What is required:
Nothing but the lines from the one containing "of the antenna" through the end of the data below may appear in the response, each one exact.

Material provided:
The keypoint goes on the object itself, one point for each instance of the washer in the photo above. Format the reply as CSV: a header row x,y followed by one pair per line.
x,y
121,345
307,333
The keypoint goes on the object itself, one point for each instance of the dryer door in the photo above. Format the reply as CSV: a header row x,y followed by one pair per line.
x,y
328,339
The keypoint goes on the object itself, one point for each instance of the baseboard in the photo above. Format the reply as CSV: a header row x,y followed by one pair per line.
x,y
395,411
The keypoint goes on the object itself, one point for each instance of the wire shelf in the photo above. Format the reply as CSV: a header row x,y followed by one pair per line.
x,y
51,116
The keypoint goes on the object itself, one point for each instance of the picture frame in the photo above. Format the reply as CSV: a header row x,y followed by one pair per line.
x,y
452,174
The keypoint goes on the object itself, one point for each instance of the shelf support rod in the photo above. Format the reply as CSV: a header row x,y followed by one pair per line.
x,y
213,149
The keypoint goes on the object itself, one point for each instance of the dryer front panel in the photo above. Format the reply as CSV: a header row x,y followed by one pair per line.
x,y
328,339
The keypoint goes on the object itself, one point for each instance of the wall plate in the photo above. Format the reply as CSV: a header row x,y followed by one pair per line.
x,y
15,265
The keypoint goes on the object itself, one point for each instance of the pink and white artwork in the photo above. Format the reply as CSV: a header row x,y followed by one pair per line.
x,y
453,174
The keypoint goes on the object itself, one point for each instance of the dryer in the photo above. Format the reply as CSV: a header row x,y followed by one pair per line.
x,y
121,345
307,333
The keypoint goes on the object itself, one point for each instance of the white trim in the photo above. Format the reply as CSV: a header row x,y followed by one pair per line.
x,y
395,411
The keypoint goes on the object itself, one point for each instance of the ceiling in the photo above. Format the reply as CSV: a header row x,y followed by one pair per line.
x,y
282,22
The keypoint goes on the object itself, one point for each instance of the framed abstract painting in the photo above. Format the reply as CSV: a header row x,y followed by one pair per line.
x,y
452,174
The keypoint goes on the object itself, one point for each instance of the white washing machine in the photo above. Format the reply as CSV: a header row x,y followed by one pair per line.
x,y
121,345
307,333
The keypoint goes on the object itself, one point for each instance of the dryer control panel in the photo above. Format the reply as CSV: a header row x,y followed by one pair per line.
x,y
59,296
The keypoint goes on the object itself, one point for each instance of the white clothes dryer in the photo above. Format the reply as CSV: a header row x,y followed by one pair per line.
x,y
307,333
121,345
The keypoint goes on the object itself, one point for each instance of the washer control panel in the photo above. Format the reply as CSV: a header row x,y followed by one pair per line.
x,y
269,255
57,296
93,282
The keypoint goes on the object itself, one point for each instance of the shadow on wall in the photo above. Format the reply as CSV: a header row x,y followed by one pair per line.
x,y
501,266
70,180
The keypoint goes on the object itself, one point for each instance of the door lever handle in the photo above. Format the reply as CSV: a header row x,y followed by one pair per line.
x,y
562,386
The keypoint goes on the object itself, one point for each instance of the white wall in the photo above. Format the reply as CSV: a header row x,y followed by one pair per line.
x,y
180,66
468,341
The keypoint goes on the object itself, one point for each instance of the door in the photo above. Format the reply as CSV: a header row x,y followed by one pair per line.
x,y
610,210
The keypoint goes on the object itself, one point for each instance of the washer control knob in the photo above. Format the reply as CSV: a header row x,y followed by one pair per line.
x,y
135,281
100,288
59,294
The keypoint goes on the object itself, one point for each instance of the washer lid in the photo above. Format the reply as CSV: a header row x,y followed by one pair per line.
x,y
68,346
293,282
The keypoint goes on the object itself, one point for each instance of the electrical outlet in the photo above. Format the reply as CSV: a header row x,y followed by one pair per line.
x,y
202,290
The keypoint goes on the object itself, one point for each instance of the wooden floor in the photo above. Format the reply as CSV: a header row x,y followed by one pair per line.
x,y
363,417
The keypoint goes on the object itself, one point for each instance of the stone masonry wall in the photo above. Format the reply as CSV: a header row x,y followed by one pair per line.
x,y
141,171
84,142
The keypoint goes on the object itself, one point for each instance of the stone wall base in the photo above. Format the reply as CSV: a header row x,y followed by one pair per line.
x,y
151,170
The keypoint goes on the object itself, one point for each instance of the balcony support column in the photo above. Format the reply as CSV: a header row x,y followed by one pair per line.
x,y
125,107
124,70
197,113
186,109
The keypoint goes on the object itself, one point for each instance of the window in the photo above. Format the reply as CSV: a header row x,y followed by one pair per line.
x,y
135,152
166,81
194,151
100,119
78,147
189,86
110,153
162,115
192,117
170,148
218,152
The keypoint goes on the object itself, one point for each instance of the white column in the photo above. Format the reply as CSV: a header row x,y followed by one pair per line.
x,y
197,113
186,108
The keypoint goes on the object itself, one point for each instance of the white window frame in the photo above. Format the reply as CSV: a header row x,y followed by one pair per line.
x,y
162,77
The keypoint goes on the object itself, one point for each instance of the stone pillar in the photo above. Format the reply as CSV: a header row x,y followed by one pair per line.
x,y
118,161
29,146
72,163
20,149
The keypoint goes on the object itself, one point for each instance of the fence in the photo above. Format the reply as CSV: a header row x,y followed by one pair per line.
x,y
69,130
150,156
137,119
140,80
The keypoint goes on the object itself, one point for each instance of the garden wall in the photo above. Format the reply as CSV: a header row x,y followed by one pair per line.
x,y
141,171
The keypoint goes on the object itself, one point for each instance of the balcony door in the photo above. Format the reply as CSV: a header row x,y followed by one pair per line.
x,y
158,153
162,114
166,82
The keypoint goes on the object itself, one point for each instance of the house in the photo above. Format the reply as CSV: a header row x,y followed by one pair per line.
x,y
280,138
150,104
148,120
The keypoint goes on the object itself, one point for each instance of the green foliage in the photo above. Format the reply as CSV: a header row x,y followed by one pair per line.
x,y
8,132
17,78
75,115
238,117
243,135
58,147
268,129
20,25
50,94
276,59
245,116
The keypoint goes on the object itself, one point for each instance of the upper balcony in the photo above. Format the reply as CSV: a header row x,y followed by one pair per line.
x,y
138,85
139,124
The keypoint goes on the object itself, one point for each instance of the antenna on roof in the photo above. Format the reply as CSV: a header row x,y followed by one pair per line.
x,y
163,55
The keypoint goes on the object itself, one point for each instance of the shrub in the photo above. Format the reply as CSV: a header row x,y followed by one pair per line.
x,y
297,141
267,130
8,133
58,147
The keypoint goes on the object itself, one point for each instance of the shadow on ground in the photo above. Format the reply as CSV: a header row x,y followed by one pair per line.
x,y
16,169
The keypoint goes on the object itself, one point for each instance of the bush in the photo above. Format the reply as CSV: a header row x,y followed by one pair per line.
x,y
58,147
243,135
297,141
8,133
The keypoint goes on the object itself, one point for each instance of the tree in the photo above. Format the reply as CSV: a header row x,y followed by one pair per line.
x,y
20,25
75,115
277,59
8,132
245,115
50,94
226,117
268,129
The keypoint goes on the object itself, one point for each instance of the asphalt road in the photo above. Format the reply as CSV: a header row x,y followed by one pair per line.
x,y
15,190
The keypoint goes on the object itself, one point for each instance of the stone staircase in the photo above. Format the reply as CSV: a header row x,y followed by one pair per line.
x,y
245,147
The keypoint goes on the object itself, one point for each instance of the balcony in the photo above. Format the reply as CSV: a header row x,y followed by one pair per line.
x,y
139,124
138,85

Response:
The keypoint goes on the object itself, one point for each instance of the antenna on roof in the photo above. Format the reply as CSV: a header row x,y followed by one pair per line.
x,y
163,55
The keypoint goes on the object itself, one point for each instance of the shrub in the photo above. Format the reply as CSV: a header row x,y followed by one pair per line.
x,y
297,141
267,130
8,133
58,147
The keypoint goes on the object itself, one point for each instance of the shadow on ground in the photo above. Format the reply as CSV: a header row x,y followed by one pair per line.
x,y
16,169
The keypoint goes on the object itself, one point for each instance of the bush in the photo above. Format the reply as CSV: a header row x,y followed by one pair per line.
x,y
58,147
243,135
297,141
8,133
The keypoint goes on the object itself, one point for each instance of the tree in the photo above. Format the reply as CSV: a header row x,y followed by one pair per line.
x,y
20,25
75,115
277,59
8,132
245,115
50,94
226,117
268,129
The keypoint goes on the object itself, one point for each instance of the asphalt road in the photo above. Format the reply as CSV: a header row x,y followed by one pair per line.
x,y
15,190
The keypoint goes on the object itself, one point for each instance of the stone staircase in the photo above. Format the reply as CSV: a header row x,y followed by one pair per line.
x,y
245,147
The keypoint goes on the object itself, one point for each instance of the balcony in the photo above. Format the reply as CSV: a header row x,y followed by one pair per line.
x,y
139,124
138,85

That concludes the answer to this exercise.